Directions for this task ▸ Copy the bearing patent text between "The present invention" and "the rotating race.", inclusive, changing "angular speed" to "rotational speed".

Excerpt to read ▸
** START **
US20090180721A1

US20090180721A1 - Encoding Bearing Device and Rotating Machine

Info

Publication number: US20090180721A1
Application number: US11/884,220
Authority: US
Inventors: Stellario Barbera; Jean-Luc Gardelle; Armel-Louis Doyer; Francesco Gallucci
Original assignee: SKF AB
Current assignee: SKF AB
Priority date: 2005-02-15
Filing date: 2006-02-15
Publication date: 2009-07-16
Also published as: EP1848897A1; WO2006087469A1

Abstract

A rolling bearing device comprising two races 10, 11 able to rotate relative to one another and at least one seal 13 attached to one of the races and provided with an active portion 16 designed to interact with a sensor element to detect a parameter of rotation of the active portion, characterized in that it comprises, at least on one side of the rolling bearing, a groove 20 made in the outer race 10 and a groove 21 made in the inner race 11, said grooves being substantially coplanar, the seal 13 being mounted in one of the grooves of one of the races and interacting with at least a portion of the other groove of the other race in order to provide a dynamic seal.

Description

The present invention relates to a rolling bearing device fitted with an integrated encoder for the detection of the relative rotation between the races of the rolling bearing. It is therefore possible to detect a parameter of rotation such as the angular speed, the movement, the acceleration of a rotating element fixedly attached to the rotating race.
Document EP 0 890 753 shows, in FIG. 4, a rolling bearing whose inner race is fitted with a target seal mounted in a groove made on the inner race. The material used to produce the active portion of the magnetic encoding ring is an elastomer filled with ferrite and cannot provide an effective dynamic seal with the outer race. Specifically, an elastoferrite is a relatively rigid and abrasive material, not very suitable for providing a really effective friction seal, for example between a seal lip and its bearing surface, as is the case in FIG. 6. It is therefore necessary to add an additional seal or to use a bi-material seal in order to ensure an effective seal.
FIG. 7 shows a target seal comprising a metallic framework fitted into a cylindrical bearing surface of the outer rotating race and covered with two different materials, one providing the seal and the other forming the magnetic encoder for the generation of the signal.
Document JP 2004 011 827 also shows a target seal mounted on a cylindrical bearing surface of an inner rotating race, the material used to produce the active portion of the magnetic encoding ring being a synthetic material filled with ferrite with the same disadvantages as those mentioned above.
Document EP 0 375 019 shows a target seal mounted in a groove of the outer race of a rolling bearing using a magnetized framework to form a ring that is multipolar and covered with a flexible material forming a static seal with the groove of the outer race, and a dynamic friction seal with a bevel of the inner race. However, the inner race does not comprise means for anchoring an encoder seal on said race if the latter is the rotating race of the rolling bearing.
The main object of the invention is to produce a sealing device that is light, has a low production and installation cost and is provided with a phonic wheel or an encoder for the detection of the rotation of one race relative to the other.
** END **
Rows ▸
** START **
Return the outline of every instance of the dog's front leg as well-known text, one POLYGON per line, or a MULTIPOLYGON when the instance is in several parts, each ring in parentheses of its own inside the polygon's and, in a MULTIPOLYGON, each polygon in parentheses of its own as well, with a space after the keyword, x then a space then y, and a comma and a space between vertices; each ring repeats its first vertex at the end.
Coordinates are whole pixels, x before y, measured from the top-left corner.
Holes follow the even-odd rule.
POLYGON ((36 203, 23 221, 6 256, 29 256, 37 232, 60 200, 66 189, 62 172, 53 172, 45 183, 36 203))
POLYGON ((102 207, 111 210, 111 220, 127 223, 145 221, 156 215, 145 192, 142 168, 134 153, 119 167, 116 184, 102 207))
** END **
** START **
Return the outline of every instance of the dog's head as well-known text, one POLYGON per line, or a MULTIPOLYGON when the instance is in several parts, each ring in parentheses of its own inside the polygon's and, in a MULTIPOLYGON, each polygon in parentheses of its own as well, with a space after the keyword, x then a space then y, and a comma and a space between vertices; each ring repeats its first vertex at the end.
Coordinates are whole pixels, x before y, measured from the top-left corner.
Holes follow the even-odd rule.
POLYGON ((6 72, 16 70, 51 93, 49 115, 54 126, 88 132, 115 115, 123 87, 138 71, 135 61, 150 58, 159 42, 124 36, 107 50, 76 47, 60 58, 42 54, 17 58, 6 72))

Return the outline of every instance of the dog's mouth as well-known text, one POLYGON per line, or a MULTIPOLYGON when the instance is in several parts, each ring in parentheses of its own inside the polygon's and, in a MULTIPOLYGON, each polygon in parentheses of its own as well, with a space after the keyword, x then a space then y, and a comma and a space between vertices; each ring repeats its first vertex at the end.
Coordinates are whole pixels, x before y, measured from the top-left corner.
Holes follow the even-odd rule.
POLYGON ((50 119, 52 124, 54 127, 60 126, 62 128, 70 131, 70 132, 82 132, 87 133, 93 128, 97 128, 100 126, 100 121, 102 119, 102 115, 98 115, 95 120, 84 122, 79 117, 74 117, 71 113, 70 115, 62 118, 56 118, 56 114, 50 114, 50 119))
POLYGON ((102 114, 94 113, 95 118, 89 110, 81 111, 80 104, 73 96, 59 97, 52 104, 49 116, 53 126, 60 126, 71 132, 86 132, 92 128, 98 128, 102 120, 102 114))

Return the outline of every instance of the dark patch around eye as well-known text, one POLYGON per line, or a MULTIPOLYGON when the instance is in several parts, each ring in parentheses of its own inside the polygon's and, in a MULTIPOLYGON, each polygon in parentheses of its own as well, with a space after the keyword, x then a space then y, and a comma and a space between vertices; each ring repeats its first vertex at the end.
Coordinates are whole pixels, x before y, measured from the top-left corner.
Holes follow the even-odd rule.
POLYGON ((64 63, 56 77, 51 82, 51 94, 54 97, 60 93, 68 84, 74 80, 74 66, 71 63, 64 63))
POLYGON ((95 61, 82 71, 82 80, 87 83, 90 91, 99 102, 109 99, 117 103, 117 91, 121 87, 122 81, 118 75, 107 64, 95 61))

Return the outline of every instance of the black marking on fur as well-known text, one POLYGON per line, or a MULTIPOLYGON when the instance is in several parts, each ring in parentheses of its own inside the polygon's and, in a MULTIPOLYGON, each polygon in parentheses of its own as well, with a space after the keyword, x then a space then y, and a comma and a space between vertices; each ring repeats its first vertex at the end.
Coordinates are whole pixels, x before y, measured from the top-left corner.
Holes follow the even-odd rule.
** END **
** START **
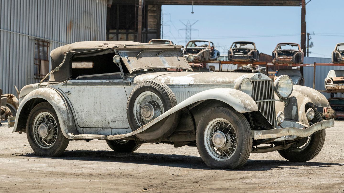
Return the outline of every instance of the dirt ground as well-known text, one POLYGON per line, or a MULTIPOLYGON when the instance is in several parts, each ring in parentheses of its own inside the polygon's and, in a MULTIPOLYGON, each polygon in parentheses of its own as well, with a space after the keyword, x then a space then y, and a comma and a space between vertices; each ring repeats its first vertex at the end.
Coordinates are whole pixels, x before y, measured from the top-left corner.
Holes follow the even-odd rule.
** END **
Full output ▸
The present invention relates to a rolling bearing device fitted with an integrated encoder for the detection of the relative rotation between the races of the rolling bearing. It is therefore possible to detect a parameter of rotation such as the rotational speed, the movement, the acceleration of a rotating element fixedly attached to the rotating race.